> **WHAT IS REQUIRED**
Give back exactly the lines starting at the one with "eyelid, given as one point per instance." and ending at the last line of the data below. Pictures are not part of the copy.

* start INFORMATION GIVEN *

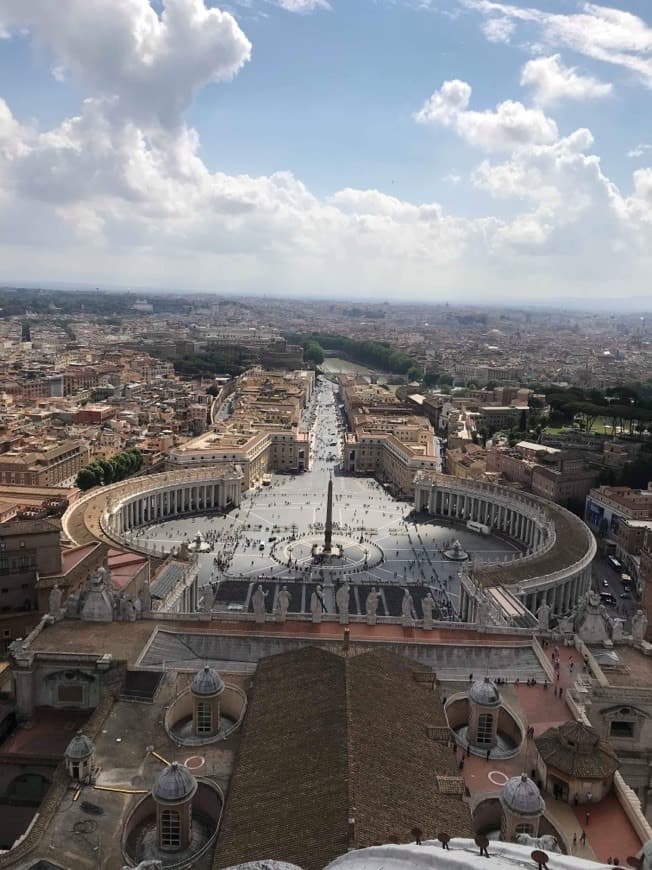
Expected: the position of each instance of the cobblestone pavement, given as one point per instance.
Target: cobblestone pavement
(248, 542)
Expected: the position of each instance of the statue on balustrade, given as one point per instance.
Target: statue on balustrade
(639, 626)
(283, 604)
(543, 616)
(427, 606)
(371, 606)
(258, 603)
(342, 600)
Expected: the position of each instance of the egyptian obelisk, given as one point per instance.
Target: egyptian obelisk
(328, 531)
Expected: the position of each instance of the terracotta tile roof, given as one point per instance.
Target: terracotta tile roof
(577, 750)
(327, 739)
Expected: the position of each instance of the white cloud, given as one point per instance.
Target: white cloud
(303, 6)
(119, 193)
(639, 150)
(150, 66)
(498, 29)
(509, 126)
(552, 82)
(600, 32)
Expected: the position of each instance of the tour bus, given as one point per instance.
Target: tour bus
(477, 527)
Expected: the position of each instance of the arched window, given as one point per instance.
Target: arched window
(485, 727)
(170, 833)
(204, 718)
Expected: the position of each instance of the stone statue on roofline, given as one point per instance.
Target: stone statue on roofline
(407, 610)
(618, 629)
(371, 606)
(283, 604)
(592, 621)
(543, 616)
(639, 626)
(54, 601)
(427, 606)
(317, 604)
(342, 600)
(258, 603)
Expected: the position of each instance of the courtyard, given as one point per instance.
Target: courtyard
(268, 539)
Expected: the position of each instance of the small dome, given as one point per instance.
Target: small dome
(522, 797)
(207, 682)
(484, 692)
(79, 747)
(579, 737)
(175, 784)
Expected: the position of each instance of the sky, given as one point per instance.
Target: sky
(456, 150)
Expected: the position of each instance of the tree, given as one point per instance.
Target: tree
(86, 479)
(313, 352)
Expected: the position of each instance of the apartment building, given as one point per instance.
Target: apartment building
(607, 506)
(43, 466)
(263, 432)
(558, 475)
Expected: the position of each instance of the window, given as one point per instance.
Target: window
(621, 729)
(485, 728)
(204, 718)
(170, 832)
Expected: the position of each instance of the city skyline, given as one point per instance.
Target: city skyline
(271, 147)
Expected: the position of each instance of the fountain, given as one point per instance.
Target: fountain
(198, 544)
(456, 553)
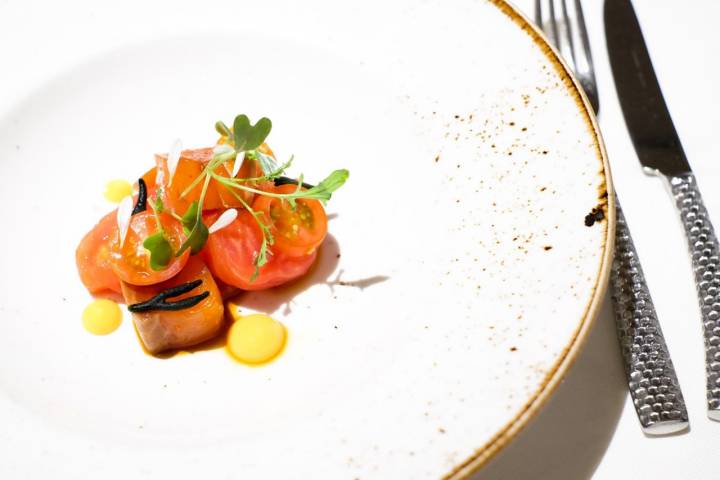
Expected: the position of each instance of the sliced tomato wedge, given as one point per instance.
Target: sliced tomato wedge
(230, 254)
(93, 257)
(131, 261)
(189, 167)
(297, 231)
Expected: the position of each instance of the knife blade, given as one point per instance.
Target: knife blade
(659, 150)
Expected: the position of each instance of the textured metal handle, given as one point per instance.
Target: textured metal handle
(704, 252)
(654, 387)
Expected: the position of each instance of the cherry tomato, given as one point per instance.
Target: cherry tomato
(131, 262)
(93, 257)
(230, 254)
(297, 231)
(189, 167)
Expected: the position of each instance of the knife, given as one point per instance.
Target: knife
(660, 153)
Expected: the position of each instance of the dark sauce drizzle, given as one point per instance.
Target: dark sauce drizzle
(141, 204)
(158, 302)
(290, 181)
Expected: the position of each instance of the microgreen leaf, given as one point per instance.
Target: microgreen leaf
(241, 127)
(266, 162)
(222, 129)
(324, 190)
(249, 137)
(160, 250)
(158, 205)
(195, 230)
(190, 217)
(260, 259)
(258, 133)
(195, 240)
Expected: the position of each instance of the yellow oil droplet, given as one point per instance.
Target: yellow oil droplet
(116, 190)
(256, 339)
(102, 317)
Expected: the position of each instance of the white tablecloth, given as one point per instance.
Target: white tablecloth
(589, 428)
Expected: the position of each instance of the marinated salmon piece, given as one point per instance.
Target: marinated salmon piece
(190, 165)
(162, 330)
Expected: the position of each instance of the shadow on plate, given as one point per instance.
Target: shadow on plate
(568, 438)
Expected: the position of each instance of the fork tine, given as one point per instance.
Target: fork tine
(582, 62)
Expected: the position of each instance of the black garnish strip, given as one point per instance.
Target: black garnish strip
(141, 204)
(290, 181)
(162, 305)
(158, 302)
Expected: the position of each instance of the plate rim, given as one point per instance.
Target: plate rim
(482, 455)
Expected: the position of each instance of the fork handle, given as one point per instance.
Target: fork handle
(653, 383)
(703, 245)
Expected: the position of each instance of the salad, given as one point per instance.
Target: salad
(200, 226)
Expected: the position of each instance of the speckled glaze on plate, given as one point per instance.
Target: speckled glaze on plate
(454, 291)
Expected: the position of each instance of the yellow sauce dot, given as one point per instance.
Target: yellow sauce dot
(256, 339)
(102, 317)
(116, 190)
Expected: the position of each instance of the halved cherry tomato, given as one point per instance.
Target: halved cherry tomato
(93, 257)
(298, 231)
(131, 262)
(230, 254)
(189, 167)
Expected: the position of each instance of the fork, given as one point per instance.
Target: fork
(651, 377)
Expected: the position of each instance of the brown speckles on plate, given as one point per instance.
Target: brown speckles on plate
(597, 214)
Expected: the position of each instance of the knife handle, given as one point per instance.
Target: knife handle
(706, 265)
(654, 386)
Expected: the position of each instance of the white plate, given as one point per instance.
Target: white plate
(473, 166)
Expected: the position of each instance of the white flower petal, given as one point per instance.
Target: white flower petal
(123, 217)
(174, 157)
(238, 163)
(225, 219)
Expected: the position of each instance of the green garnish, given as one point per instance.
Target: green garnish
(160, 250)
(158, 245)
(195, 230)
(248, 137)
(242, 141)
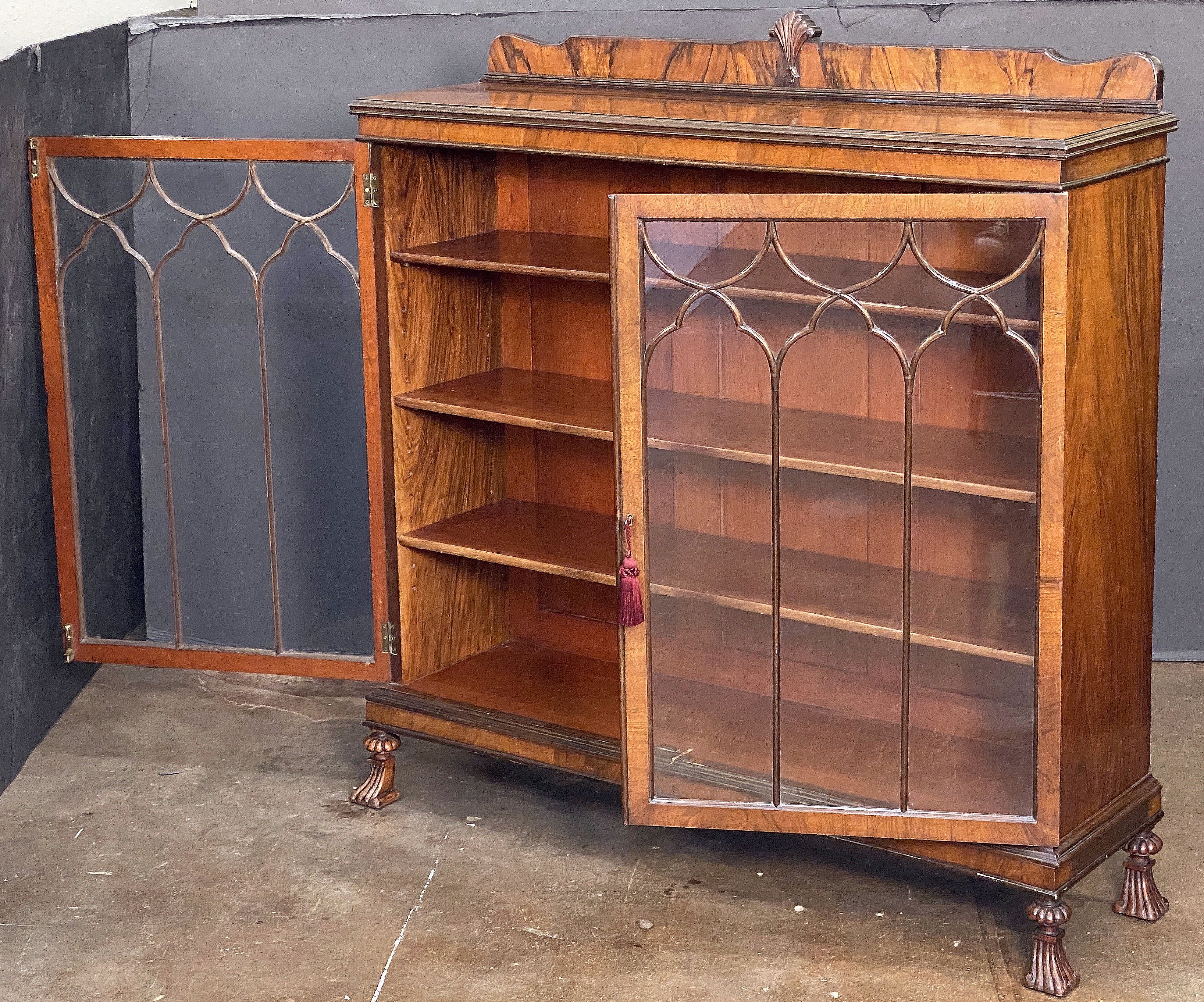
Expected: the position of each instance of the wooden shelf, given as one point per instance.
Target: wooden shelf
(982, 464)
(950, 613)
(519, 397)
(518, 699)
(534, 682)
(544, 705)
(523, 534)
(949, 459)
(518, 252)
(968, 617)
(712, 740)
(849, 693)
(588, 259)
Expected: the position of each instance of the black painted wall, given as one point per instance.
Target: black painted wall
(293, 70)
(79, 85)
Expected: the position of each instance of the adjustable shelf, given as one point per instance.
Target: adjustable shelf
(959, 615)
(588, 259)
(548, 539)
(518, 699)
(983, 464)
(823, 751)
(519, 397)
(521, 695)
(513, 252)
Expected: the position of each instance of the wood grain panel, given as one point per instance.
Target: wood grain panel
(1112, 398)
(835, 67)
(442, 465)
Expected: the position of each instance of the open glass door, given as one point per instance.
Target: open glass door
(211, 333)
(831, 422)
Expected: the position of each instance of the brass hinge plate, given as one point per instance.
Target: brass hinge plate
(389, 639)
(373, 191)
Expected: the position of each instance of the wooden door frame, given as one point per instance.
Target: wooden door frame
(43, 152)
(628, 287)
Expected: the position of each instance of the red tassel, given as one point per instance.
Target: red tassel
(631, 600)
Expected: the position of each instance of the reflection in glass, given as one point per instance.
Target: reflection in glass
(192, 532)
(842, 453)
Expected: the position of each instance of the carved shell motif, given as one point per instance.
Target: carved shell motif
(792, 31)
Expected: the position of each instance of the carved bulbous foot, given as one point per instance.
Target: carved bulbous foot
(377, 791)
(1050, 971)
(1141, 898)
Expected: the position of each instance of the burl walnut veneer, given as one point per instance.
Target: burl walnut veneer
(862, 342)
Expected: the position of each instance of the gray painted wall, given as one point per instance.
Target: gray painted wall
(79, 85)
(294, 76)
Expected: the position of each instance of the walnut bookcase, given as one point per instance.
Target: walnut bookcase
(871, 367)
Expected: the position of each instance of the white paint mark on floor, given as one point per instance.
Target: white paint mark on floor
(405, 926)
(633, 880)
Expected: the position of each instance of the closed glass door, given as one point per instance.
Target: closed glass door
(831, 412)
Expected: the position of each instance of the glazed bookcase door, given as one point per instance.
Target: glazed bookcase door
(174, 548)
(832, 412)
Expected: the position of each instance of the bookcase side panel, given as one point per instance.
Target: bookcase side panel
(1112, 382)
(444, 325)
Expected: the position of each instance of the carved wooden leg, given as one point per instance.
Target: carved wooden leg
(1050, 972)
(1141, 898)
(377, 791)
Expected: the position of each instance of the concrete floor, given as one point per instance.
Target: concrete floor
(187, 836)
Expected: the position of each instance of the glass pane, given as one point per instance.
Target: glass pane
(975, 540)
(710, 569)
(205, 304)
(904, 675)
(842, 392)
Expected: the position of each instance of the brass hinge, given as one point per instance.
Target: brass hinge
(389, 639)
(373, 191)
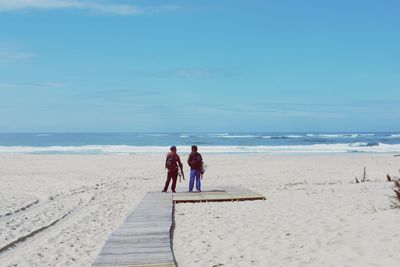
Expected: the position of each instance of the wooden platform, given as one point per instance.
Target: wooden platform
(231, 193)
(145, 238)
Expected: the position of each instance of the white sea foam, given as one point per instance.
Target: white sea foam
(124, 149)
(344, 135)
(238, 136)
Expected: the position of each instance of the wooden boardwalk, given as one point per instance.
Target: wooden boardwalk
(145, 238)
(231, 193)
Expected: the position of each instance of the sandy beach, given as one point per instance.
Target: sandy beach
(58, 210)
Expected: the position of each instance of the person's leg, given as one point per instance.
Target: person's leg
(191, 181)
(167, 182)
(198, 180)
(174, 179)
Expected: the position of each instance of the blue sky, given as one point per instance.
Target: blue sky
(140, 66)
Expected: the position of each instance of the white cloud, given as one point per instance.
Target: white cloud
(99, 6)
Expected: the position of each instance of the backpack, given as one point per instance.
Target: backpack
(196, 161)
(170, 162)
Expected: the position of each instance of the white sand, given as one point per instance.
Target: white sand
(314, 215)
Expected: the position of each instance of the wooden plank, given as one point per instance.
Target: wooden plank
(225, 194)
(144, 239)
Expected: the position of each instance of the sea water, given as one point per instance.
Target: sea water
(237, 143)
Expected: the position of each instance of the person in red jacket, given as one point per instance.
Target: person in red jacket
(172, 163)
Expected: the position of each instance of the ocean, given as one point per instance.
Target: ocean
(219, 143)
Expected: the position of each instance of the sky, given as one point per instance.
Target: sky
(199, 65)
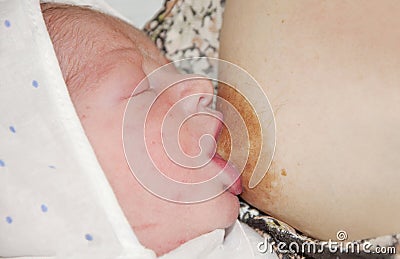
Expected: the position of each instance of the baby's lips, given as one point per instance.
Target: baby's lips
(230, 174)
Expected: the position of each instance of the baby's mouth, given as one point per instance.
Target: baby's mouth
(231, 176)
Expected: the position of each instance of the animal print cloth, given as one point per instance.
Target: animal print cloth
(190, 28)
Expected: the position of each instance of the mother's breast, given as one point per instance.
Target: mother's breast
(331, 72)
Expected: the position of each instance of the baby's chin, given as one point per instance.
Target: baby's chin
(220, 213)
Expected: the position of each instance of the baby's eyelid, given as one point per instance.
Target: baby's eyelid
(143, 86)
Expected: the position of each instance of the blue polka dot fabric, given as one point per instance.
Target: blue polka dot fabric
(54, 198)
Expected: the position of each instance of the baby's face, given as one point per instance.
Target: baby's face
(100, 103)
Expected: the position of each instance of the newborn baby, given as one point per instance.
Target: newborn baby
(102, 60)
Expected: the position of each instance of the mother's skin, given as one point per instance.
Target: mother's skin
(331, 70)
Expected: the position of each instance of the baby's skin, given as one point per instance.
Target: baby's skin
(102, 60)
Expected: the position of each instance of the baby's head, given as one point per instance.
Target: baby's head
(102, 60)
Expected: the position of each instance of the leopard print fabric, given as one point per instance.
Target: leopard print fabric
(188, 28)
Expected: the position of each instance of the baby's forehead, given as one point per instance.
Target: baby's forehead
(88, 43)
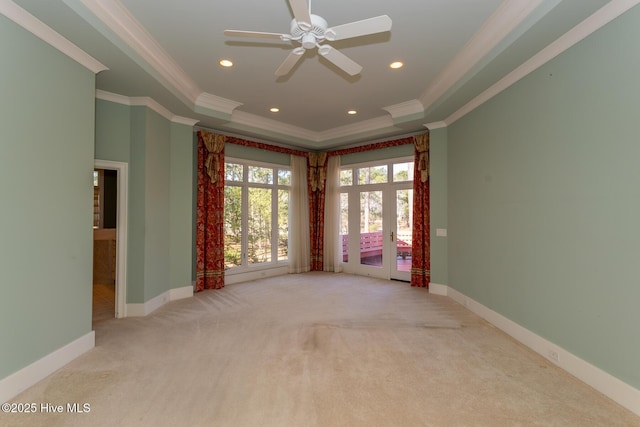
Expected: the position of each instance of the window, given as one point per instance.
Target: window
(256, 214)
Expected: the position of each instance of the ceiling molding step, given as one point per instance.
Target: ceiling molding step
(241, 119)
(594, 22)
(363, 127)
(406, 111)
(507, 17)
(139, 45)
(48, 35)
(184, 121)
(215, 106)
(112, 97)
(436, 125)
(144, 101)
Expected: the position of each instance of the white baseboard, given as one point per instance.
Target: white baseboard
(437, 289)
(19, 381)
(605, 383)
(143, 309)
(230, 279)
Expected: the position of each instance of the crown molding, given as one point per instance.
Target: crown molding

* end INFORMATION GIVEN *

> **ANSWER BELOW**
Expected: the position of each instance of the baby's eyelid, given as one point per instance.
Target: baby's eyelid
(143, 86)
Expected: the position of each instance of the blue polka dot fabric, given as one point per instance.
Target: blue polka dot fabric
(54, 198)
Expected: the position of each instance of the baby's face, given as one point per instance.
Target: baby's face
(100, 103)
Expected: the position of each instance of the newborn baby, given as one point per instance.
Target: newborn baby
(102, 60)
Expected: the position of each instance of the mother's skin, given as one point per instance.
Target: mother's skin
(331, 70)
Expected: the position of each instance of the baby's skin, given as one point per instance.
Target: baby's skin
(102, 60)
Expected: the position of each instance of the baby's head, given as one point per instance.
Target: baby's head
(102, 60)
Expected: the position of each instance of the leopard print fabric, given as one point per instance.
Target: leopard print fabric
(188, 28)
Expected: the position of each instance of the baby's forehead, given as one point per instance.
Target: baby's forehead
(88, 43)
Expected: the position of each instance of the window, given as one point per instance.
Target: window
(256, 214)
Expected: the position of each instance of the ceiling molding step, given as one point per instance.
Target: ceiling molding step
(241, 119)
(594, 22)
(363, 127)
(406, 111)
(507, 17)
(139, 45)
(48, 35)
(184, 121)
(215, 106)
(112, 97)
(436, 125)
(144, 101)
Expected: the position of each instance of the white baseboard, given as one point per instance.
Target: white baseboard
(437, 289)
(19, 381)
(605, 383)
(143, 309)
(230, 279)
Expected: the position of each instance of the crown molding, given as one point per instance.
Target: crown molding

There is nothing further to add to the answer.